▶ _TASK INPUT_

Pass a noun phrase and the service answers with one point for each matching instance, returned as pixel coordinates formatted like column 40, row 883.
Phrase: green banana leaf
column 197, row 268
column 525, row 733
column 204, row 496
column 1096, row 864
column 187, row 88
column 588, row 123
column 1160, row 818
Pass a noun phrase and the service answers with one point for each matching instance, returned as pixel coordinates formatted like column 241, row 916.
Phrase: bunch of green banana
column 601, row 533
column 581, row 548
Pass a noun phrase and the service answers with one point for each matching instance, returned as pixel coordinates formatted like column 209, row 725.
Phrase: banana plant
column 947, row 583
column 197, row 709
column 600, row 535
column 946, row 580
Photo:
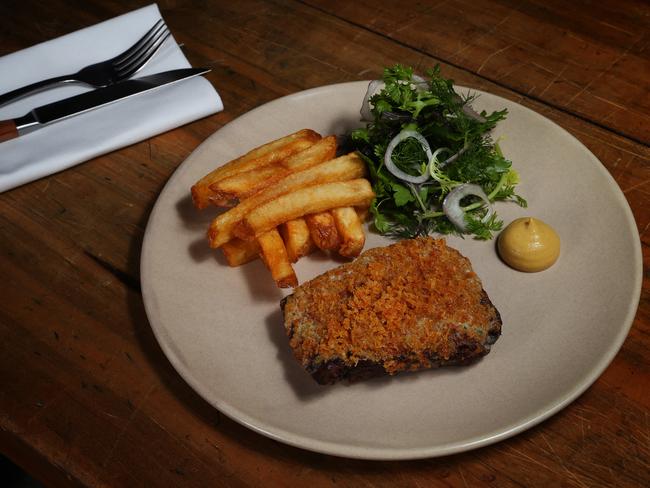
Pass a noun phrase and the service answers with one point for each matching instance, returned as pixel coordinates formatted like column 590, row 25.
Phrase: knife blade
column 92, row 100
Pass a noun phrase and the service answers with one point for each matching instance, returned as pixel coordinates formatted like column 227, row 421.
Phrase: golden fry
column 312, row 199
column 274, row 255
column 238, row 252
column 235, row 188
column 242, row 185
column 350, row 231
column 269, row 153
column 344, row 168
column 297, row 240
column 323, row 150
column 363, row 213
column 322, row 229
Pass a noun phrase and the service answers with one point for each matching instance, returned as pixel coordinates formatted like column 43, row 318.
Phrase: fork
column 107, row 72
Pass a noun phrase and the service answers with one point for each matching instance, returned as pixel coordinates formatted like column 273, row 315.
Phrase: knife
column 63, row 109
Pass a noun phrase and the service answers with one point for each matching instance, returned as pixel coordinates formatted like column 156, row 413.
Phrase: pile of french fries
column 287, row 198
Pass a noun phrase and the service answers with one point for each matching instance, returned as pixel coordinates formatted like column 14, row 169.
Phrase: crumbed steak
column 413, row 305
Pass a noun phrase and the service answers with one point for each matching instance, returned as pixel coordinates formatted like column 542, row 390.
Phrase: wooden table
column 86, row 395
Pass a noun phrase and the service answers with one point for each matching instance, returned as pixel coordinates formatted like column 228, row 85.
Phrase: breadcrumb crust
column 406, row 306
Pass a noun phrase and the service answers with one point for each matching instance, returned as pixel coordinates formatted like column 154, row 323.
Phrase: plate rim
column 386, row 453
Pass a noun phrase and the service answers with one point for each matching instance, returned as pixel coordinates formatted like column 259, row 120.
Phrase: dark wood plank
column 585, row 58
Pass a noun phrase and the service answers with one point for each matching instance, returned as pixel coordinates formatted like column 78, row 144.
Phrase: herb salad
column 432, row 161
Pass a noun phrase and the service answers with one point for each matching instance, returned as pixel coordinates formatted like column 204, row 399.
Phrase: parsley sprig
column 444, row 118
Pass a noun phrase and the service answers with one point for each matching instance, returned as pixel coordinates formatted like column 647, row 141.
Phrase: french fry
column 343, row 168
column 241, row 185
column 235, row 188
column 322, row 229
column 312, row 199
column 323, row 150
column 269, row 153
column 363, row 213
column 297, row 239
column 238, row 252
column 350, row 231
column 274, row 255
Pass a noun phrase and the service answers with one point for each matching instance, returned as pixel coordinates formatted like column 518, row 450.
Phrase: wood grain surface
column 87, row 396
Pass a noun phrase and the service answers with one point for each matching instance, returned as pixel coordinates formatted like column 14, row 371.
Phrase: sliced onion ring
column 388, row 157
column 453, row 210
column 366, row 114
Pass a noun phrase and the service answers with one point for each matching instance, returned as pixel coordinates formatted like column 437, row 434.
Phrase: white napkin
column 61, row 145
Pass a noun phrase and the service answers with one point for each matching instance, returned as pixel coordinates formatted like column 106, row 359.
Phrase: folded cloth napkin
column 61, row 145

▶ _EXERCISE INSTRUCTIONS_
Within the material above, extract exactly the lines that start at the line containing "Phrase: herb salad" and stop after the line containing "14, row 371.", and only those.

▶ _WRITTEN SOLUTION_
Phrase: herb salad
column 432, row 161
Pass a noun phrase and the service answers with one point for each matching instance, returned as pixel coordinates formatted like column 204, row 399.
Phrase: parsley sprig
column 444, row 118
Pass a noun phrase and the service answers with one point for each matching instance, returned as pixel coordinates formatted like column 647, row 141.
Phrase: french fry
column 343, row 168
column 241, row 185
column 235, row 188
column 322, row 229
column 312, row 199
column 323, row 150
column 269, row 153
column 363, row 213
column 297, row 239
column 238, row 252
column 350, row 231
column 274, row 255
Pass a noun phrase and the service answers with one point for each matching instance, returned as pixel coordinates formatted like column 518, row 450.
Phrase: wood grain surface
column 87, row 396
Pass a noun phrase and the service answers with one point for each matching instance, returned as pixel coordinates formatted like column 14, row 371.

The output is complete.